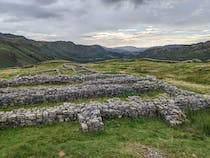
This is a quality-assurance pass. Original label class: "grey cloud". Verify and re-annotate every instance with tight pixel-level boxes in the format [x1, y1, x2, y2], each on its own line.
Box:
[0, 0, 210, 47]
[102, 0, 146, 6]
[32, 0, 58, 5]
[103, 0, 144, 4]
[0, 1, 62, 20]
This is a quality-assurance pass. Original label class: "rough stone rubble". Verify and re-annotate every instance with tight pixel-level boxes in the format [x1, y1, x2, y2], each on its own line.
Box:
[0, 74, 209, 132]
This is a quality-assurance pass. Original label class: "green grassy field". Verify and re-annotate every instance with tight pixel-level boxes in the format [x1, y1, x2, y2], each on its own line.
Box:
[0, 60, 210, 158]
[86, 59, 210, 95]
[0, 111, 210, 158]
[0, 60, 78, 79]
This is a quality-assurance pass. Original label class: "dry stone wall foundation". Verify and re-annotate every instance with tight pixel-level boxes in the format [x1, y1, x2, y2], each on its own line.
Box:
[0, 74, 209, 132]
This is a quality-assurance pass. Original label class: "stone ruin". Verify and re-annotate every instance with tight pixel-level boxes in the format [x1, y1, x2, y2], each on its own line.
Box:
[0, 74, 209, 132]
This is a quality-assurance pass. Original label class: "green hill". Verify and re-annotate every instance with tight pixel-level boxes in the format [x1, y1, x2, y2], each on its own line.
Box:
[137, 42, 210, 61]
[0, 33, 121, 68]
[1, 32, 210, 68]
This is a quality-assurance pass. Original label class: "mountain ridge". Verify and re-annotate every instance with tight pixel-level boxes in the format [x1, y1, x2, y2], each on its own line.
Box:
[138, 41, 210, 61]
[105, 46, 147, 53]
[0, 32, 210, 68]
[0, 32, 123, 68]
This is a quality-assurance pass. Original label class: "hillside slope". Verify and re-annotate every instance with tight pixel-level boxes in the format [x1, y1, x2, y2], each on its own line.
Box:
[0, 33, 121, 68]
[105, 46, 147, 54]
[137, 42, 210, 61]
[1, 32, 210, 68]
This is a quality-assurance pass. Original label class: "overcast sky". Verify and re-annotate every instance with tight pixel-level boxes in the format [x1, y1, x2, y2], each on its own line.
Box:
[0, 0, 210, 47]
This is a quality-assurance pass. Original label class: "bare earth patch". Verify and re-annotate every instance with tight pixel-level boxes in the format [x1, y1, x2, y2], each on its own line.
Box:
[119, 143, 167, 158]
[58, 150, 66, 157]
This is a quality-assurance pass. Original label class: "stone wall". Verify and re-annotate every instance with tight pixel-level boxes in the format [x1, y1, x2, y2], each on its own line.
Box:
[0, 73, 209, 132]
[175, 95, 210, 110]
[0, 74, 198, 107]
[0, 95, 209, 131]
[0, 96, 179, 129]
[0, 81, 160, 106]
[0, 74, 128, 88]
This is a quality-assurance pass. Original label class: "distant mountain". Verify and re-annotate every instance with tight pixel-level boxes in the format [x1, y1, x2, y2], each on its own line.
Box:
[0, 32, 210, 68]
[0, 32, 123, 68]
[103, 46, 147, 58]
[0, 32, 27, 40]
[106, 46, 147, 53]
[137, 42, 210, 62]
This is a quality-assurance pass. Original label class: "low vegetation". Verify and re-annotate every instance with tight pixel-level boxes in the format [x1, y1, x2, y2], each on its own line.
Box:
[0, 111, 210, 158]
[137, 41, 210, 61]
[0, 61, 78, 79]
[86, 59, 210, 95]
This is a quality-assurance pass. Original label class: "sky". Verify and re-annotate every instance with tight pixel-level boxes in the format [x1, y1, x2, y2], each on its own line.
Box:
[0, 0, 210, 47]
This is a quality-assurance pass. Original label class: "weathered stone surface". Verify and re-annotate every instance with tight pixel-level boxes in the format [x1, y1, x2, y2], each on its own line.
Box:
[155, 97, 187, 126]
[78, 104, 103, 132]
[1, 94, 209, 131]
[0, 74, 198, 107]
[0, 74, 128, 88]
[175, 95, 210, 110]
[0, 74, 209, 132]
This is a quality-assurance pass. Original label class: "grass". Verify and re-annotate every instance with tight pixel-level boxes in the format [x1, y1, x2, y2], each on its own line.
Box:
[0, 91, 164, 112]
[86, 59, 210, 95]
[1, 59, 210, 94]
[187, 110, 210, 136]
[14, 82, 80, 88]
[60, 69, 77, 76]
[165, 79, 210, 95]
[0, 102, 62, 112]
[0, 60, 78, 79]
[0, 110, 210, 158]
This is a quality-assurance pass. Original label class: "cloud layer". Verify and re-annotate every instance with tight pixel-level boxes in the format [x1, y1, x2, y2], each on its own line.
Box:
[0, 0, 210, 47]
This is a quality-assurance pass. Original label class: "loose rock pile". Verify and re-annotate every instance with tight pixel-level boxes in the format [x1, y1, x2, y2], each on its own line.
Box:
[0, 73, 209, 132]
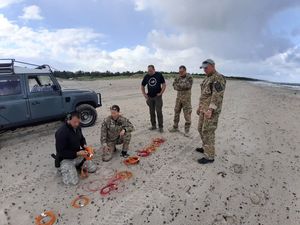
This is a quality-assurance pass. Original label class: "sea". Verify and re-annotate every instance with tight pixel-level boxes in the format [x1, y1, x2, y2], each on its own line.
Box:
[252, 81, 300, 91]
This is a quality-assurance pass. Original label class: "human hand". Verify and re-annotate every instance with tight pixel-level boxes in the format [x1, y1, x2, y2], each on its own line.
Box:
[204, 109, 213, 119]
[157, 93, 162, 97]
[120, 129, 126, 137]
[143, 93, 148, 99]
[77, 150, 88, 157]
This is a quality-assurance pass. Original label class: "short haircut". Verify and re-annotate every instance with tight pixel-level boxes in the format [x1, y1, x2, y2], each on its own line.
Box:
[179, 65, 186, 70]
[68, 111, 80, 120]
[110, 105, 120, 112]
[148, 65, 155, 70]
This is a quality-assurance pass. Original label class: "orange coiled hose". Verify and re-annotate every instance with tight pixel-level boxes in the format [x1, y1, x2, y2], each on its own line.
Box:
[100, 183, 118, 196]
[123, 156, 140, 165]
[84, 146, 94, 160]
[35, 211, 56, 225]
[71, 195, 90, 208]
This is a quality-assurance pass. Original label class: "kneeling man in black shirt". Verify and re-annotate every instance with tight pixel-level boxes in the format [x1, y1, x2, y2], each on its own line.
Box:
[55, 111, 96, 185]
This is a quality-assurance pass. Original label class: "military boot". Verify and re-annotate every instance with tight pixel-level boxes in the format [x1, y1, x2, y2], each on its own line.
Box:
[184, 129, 190, 137]
[168, 126, 178, 132]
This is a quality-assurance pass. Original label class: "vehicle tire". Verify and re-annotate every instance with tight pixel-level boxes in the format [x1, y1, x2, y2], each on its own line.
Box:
[76, 104, 98, 127]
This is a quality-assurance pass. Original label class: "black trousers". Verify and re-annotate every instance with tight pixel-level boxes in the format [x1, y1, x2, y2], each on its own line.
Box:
[146, 95, 163, 128]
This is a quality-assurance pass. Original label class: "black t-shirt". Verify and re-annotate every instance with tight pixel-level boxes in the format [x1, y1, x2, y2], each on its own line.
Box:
[141, 72, 165, 97]
[55, 123, 86, 161]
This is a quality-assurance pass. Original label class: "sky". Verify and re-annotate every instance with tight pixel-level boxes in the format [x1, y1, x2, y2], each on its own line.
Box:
[0, 0, 300, 83]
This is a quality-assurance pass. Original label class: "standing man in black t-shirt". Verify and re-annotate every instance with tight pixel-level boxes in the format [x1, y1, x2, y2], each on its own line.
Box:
[141, 65, 166, 133]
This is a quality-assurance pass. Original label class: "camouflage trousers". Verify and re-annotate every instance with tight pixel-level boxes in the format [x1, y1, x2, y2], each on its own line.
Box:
[60, 157, 97, 185]
[173, 96, 192, 132]
[102, 133, 131, 162]
[198, 112, 220, 160]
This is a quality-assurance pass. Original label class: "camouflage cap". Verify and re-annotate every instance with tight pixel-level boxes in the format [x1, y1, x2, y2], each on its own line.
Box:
[200, 59, 215, 69]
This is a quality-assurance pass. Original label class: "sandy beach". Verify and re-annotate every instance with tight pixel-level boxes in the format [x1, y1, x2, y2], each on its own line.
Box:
[0, 78, 299, 225]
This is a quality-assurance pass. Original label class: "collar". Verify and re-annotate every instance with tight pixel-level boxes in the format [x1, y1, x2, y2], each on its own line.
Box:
[66, 122, 78, 132]
[206, 71, 218, 77]
[111, 116, 120, 121]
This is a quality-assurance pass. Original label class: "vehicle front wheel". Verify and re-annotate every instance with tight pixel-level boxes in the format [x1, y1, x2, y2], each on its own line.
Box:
[76, 104, 98, 127]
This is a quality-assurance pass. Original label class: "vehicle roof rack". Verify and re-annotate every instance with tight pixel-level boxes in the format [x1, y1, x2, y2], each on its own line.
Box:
[0, 59, 54, 75]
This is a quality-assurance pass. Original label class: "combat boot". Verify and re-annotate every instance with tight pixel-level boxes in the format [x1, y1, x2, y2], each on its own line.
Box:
[195, 147, 204, 153]
[149, 126, 157, 130]
[168, 127, 178, 132]
[120, 150, 130, 158]
[184, 129, 190, 137]
[197, 157, 214, 164]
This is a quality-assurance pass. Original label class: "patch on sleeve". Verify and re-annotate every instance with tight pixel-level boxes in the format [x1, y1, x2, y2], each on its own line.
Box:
[214, 81, 224, 92]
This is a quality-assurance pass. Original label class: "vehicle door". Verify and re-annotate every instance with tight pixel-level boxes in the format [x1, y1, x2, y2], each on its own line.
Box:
[0, 75, 29, 129]
[26, 74, 64, 120]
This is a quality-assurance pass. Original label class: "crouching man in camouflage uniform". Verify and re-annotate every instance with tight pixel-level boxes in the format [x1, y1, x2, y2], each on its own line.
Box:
[55, 111, 97, 185]
[169, 65, 193, 137]
[196, 59, 226, 164]
[101, 105, 134, 162]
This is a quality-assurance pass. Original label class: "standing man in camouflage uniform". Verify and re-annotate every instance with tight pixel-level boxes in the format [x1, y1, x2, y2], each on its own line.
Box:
[196, 59, 226, 164]
[55, 111, 97, 185]
[169, 65, 193, 137]
[101, 105, 134, 162]
[141, 65, 166, 133]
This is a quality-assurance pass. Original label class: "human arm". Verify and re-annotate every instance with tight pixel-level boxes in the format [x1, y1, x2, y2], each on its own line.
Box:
[79, 127, 87, 148]
[141, 75, 148, 99]
[157, 74, 166, 96]
[100, 119, 108, 146]
[141, 85, 148, 99]
[209, 78, 226, 112]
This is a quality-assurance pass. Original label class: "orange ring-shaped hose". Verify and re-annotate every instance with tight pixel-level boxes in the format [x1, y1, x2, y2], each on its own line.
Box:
[137, 150, 151, 157]
[100, 183, 118, 196]
[152, 142, 161, 147]
[145, 146, 156, 153]
[115, 171, 133, 180]
[124, 156, 140, 165]
[71, 195, 90, 208]
[152, 138, 166, 144]
[35, 211, 56, 225]
[84, 146, 94, 160]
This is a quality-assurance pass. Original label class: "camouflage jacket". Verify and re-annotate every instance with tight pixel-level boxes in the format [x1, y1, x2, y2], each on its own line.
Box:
[199, 71, 226, 113]
[101, 115, 134, 144]
[173, 74, 193, 96]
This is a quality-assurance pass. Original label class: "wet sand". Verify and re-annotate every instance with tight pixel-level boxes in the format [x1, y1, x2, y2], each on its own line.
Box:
[0, 78, 299, 225]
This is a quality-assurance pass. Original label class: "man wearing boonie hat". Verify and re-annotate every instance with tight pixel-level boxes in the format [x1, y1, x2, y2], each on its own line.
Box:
[195, 59, 226, 164]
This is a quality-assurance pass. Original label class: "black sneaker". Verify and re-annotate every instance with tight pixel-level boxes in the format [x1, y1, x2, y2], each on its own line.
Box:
[121, 150, 130, 158]
[149, 126, 157, 130]
[195, 147, 204, 153]
[159, 127, 164, 133]
[197, 158, 214, 164]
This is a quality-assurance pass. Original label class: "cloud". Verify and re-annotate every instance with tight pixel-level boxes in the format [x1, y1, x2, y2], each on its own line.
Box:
[19, 5, 43, 20]
[1, 0, 300, 83]
[131, 0, 300, 82]
[132, 0, 148, 11]
[0, 0, 21, 8]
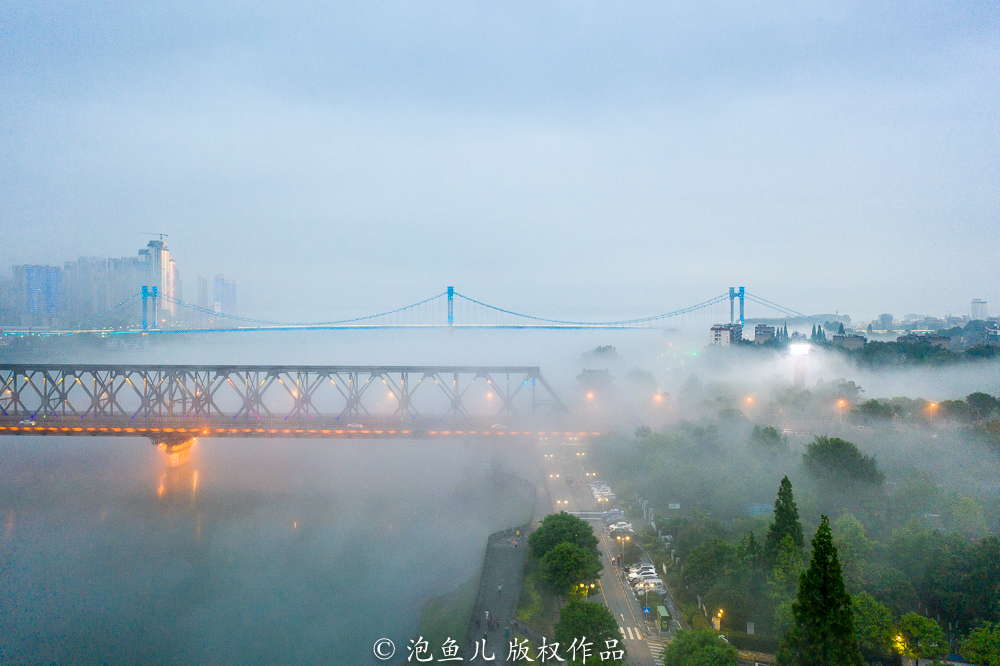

···

■ TASK STATEMENT: Among the entries above, how many lines hold the word "hose"? Reply with only that number.

■ OUTPUT OF THE TASK: 2